I happened to be awake when the problem was released, so I wanted to try for a quick solution to get a high rank. I developed a fast solution in Javascript, then redid the problem in Elixir as more practice in the language.

I solved the first part in 10 minutes, earning me rank #839, and the second part in 16 minutes, earning me rank #512.

46,180 people solved Day 2, putting rank 512 as a respectable performance in the 98.89th percentile. However, leader board points were only given for the top 100 ranks.

I realized I probably don't have what it takes to be a competitive programmer, especially since I wasn't using preparation. From here out I would relax and not treat the programs as so much of a race.

Languages Solved In: Elixir, Javascript (ES6)

Part 1

Problem: Given a list of strings, find how many have 1.) a character repeated exactly 2 times, and 2.) a character repeated exactly 3 times. Multiply these together for the final answer.

Approach: Reduce each string to a "seen map", which has characters as keys and counts as values, then filter and count for values of 2/3, and multiply.

Part 2

Problem: Given a list of strings, find two that are only one character off. Then print what's in common between those.

Approach, Javascript: For each pair of strings, I did a simple index scan to count the differences. I simply incremented i, checked if string1[i] != string2[i], and stopped checking if there was more than one difference.
——————
Task requirements:
a - In the Day 2 write-up, shorten the paragraph that begins "46,180 people solved Day 2" while keeping its main facts.
b - From the Day 2 write-up, repeat the passage that begins at the words "Approach: Reduce each" and stops after "2/3, and multiply.".
c - Pick up the Day 2 write-up where it stops, and keep writing from there.

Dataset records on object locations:
——————
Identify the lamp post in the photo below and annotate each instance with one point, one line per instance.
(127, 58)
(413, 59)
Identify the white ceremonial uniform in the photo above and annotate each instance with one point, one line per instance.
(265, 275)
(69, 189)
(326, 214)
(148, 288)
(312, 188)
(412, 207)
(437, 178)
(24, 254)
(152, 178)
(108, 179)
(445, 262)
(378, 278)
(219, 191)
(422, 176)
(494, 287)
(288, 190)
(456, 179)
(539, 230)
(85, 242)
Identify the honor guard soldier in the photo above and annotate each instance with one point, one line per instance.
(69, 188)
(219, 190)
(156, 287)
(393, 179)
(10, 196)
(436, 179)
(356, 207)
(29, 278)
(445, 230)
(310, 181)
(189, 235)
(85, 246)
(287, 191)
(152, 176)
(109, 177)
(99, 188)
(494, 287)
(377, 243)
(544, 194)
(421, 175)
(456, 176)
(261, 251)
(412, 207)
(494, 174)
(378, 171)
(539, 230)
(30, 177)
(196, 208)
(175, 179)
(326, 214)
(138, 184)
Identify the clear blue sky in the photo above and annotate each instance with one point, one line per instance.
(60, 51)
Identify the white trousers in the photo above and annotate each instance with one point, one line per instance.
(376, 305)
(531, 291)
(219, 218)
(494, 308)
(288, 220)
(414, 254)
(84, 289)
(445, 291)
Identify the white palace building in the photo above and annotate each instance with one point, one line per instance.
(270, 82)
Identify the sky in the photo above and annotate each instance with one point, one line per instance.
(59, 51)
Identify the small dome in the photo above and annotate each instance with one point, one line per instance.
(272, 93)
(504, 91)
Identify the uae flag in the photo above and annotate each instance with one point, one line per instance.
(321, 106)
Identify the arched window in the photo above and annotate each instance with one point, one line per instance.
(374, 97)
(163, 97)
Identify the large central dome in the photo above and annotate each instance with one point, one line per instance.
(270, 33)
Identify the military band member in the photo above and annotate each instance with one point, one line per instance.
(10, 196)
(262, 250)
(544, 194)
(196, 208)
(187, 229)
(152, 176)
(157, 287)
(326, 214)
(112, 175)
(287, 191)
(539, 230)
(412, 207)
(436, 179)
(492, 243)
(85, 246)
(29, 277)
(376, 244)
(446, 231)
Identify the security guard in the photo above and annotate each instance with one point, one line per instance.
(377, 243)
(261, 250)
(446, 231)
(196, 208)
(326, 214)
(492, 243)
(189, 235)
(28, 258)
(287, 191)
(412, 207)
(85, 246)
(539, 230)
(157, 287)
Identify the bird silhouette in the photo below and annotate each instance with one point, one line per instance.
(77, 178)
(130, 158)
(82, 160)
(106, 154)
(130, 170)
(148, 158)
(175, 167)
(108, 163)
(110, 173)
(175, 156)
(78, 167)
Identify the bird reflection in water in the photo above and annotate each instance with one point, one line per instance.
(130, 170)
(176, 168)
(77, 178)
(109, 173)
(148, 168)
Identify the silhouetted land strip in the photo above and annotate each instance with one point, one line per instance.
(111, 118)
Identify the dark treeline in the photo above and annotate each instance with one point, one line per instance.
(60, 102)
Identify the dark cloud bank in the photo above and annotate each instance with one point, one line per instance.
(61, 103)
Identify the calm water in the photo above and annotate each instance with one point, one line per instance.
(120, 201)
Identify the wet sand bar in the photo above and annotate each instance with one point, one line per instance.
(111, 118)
——————
Final results:
a - Rank 512 among 46,180 Day 2 solvers was a respectable 98.89th percentile, though only the top 100 ranks earned leader board points.

b -
Approach: Reduce each string to a "seen map", which has characters as keys and counts as values, then filter and count for values of 2/3, and multiply.

c -
Approach, Elixir: Here I was able to use pattern matching and recursion to do a solution that fit more in line with functional programming.

  # Given two strings, are they off by only one character?
  # input: "hello", "hallo"
  # output: true
  def are_strings_one_char_off(x, y) do
    is_one_char_off(x |> String.graphemes, y |> String.graphemes)
  end

  defp is_one_char_off([x | xs], [y | ys]) do
    case x == y do
      true -> is_one_char_off(xs, ys)
      false -> xs == ys
    end
  end
  defp is_one_char_off([], _), do: false
  defp is_one_char_off(_, []), do: false

Drawbacks: Both approaches require each pair of strings to be checked, so it's not the most efficient runtime. Perhaps a hashing based solution would be better? Given the size of the input, it didn't matter much.